▶ What you should do: Pull out every line in the rows below that contains the string "asphalt", and copy each one unchanged.

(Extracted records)

▼

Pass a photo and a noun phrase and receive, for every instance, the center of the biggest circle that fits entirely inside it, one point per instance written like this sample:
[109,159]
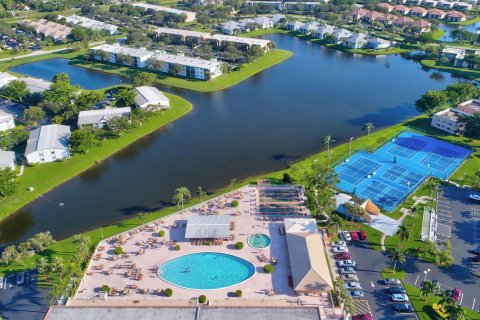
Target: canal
[267,121]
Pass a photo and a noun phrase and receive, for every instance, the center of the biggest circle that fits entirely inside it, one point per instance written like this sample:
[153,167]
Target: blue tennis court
[390,174]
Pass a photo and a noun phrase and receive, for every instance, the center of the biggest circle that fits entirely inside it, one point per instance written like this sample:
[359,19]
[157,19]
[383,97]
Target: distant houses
[151,98]
[7,160]
[47,144]
[448,120]
[7,121]
[99,118]
[91,24]
[49,29]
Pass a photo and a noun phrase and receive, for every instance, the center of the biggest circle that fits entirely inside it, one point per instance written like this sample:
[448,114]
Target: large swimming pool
[206,271]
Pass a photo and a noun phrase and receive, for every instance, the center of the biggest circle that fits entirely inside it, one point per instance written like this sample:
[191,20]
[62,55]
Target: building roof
[6,159]
[147,95]
[308,263]
[52,136]
[36,85]
[97,116]
[208,227]
[124,50]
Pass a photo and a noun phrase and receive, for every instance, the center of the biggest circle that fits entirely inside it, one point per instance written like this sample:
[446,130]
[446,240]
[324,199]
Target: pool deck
[255,289]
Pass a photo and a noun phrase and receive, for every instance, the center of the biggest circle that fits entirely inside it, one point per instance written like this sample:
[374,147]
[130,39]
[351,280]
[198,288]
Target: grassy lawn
[46,176]
[224,81]
[423,308]
[467,73]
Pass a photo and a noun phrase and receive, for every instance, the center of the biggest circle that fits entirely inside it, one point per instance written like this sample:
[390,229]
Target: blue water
[259,241]
[206,270]
[390,174]
[85,78]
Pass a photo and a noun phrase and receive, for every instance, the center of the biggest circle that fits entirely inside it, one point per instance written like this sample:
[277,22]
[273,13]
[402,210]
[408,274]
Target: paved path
[42,52]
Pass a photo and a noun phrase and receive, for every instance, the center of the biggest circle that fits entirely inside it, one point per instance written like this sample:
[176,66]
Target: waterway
[267,121]
[450,27]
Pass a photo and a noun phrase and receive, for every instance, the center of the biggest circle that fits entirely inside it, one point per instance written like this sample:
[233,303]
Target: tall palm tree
[201,193]
[335,222]
[326,142]
[368,127]
[180,195]
[428,288]
[404,233]
[456,311]
[397,256]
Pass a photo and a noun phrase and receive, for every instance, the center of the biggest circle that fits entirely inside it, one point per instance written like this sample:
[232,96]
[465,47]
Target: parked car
[346,236]
[397,289]
[343,256]
[474,197]
[354,235]
[364,316]
[346,263]
[356,293]
[403,308]
[456,294]
[339,249]
[398,297]
[350,277]
[362,235]
[392,282]
[353,286]
[346,270]
[339,243]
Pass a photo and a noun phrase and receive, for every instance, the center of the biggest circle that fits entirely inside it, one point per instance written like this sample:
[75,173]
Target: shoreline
[58,173]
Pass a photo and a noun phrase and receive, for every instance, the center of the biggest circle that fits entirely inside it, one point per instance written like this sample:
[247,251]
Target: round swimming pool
[259,241]
[206,271]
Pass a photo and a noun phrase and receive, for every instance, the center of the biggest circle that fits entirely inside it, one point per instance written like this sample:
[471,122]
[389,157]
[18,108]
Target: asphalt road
[24,302]
[369,265]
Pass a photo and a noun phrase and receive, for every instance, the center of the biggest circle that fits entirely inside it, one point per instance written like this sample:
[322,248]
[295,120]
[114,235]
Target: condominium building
[190,15]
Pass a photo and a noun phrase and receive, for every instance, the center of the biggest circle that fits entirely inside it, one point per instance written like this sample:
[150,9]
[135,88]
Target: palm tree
[397,256]
[326,142]
[201,193]
[404,233]
[428,288]
[368,127]
[180,195]
[335,222]
[456,311]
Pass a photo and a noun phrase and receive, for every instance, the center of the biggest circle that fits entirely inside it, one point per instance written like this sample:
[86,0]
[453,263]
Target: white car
[474,197]
[346,263]
[339,243]
[398,297]
[346,235]
[353,286]
[339,249]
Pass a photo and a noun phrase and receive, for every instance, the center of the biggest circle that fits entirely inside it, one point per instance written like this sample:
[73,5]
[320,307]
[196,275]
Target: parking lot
[458,220]
[377,299]
[23,302]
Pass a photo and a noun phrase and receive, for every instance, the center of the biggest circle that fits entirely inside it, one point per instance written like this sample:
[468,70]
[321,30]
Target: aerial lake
[267,121]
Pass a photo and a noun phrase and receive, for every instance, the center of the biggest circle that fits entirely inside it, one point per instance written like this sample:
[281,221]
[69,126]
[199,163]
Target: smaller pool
[259,241]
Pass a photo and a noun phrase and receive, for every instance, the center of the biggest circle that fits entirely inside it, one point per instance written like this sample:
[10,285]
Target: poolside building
[7,121]
[48,143]
[190,16]
[99,118]
[208,227]
[308,263]
[91,24]
[5,78]
[448,120]
[49,29]
[151,98]
[7,160]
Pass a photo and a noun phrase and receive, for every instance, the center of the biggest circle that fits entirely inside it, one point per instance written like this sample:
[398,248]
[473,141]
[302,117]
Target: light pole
[350,152]
[426,273]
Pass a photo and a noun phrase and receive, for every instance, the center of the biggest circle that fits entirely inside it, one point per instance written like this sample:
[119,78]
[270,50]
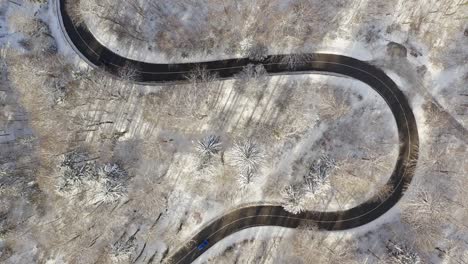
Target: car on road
[203,245]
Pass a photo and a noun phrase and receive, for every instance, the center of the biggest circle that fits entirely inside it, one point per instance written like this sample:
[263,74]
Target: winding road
[92,51]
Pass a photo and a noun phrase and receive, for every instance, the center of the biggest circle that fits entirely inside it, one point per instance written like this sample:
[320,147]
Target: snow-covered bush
[246,157]
[317,177]
[100,183]
[109,185]
[209,146]
[402,254]
[293,201]
[75,170]
[257,52]
[121,251]
[128,73]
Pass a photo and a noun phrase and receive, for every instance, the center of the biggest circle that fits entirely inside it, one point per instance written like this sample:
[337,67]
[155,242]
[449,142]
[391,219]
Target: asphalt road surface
[91,50]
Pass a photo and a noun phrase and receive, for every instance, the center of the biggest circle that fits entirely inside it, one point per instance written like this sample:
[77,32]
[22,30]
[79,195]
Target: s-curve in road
[91,50]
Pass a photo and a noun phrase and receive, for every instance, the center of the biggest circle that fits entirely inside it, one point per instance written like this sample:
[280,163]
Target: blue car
[203,245]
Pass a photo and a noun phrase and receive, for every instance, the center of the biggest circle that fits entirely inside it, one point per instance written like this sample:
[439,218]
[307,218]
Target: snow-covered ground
[294,122]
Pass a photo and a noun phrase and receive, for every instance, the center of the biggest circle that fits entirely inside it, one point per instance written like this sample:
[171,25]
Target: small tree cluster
[101,183]
[315,181]
[317,176]
[246,157]
[122,250]
[207,147]
[293,201]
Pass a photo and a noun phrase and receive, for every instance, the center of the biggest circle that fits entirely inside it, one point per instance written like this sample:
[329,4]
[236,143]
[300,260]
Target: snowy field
[98,170]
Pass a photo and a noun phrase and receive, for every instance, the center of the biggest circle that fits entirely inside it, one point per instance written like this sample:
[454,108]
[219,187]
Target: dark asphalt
[93,51]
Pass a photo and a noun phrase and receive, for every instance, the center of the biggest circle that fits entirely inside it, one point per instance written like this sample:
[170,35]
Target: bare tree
[122,250]
[207,147]
[293,199]
[317,177]
[246,157]
[401,254]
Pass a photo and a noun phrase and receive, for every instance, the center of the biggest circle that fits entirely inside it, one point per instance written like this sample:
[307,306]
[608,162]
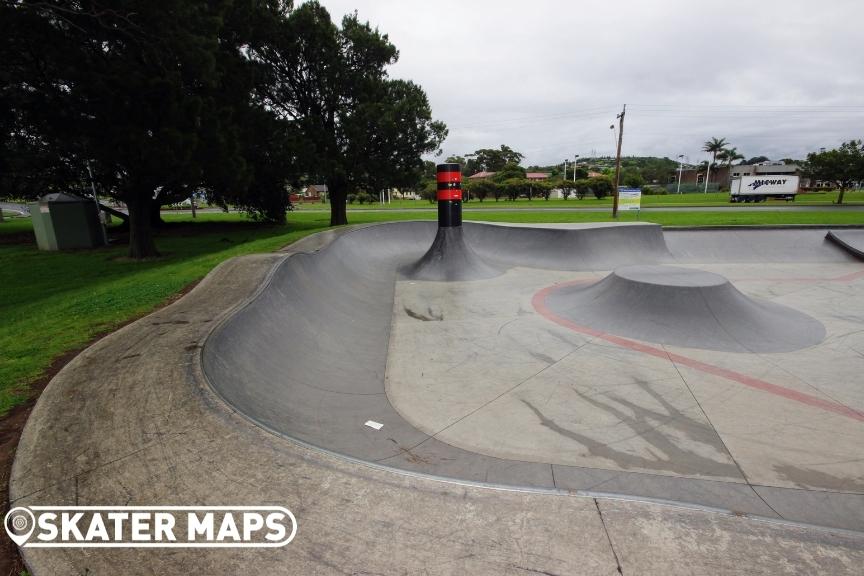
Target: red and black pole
[449,177]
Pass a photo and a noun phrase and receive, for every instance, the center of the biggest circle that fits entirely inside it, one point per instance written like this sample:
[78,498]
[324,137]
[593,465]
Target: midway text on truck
[760,188]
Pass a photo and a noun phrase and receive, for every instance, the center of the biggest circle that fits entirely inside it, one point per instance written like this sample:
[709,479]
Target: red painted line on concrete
[539,303]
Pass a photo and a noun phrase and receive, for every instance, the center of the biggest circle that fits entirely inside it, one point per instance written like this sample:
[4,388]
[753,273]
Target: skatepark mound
[684,307]
[451,258]
[850,240]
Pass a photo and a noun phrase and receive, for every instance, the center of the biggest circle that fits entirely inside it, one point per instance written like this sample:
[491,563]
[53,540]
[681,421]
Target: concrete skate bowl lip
[305,359]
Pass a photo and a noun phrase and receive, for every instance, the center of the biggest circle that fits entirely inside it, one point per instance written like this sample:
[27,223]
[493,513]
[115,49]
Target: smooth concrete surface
[556,367]
[850,240]
[132,420]
[685,307]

▲

▶ Solution to this exercise:
Target: asphalt road
Target: asphalt road surface
Target: dark asphalt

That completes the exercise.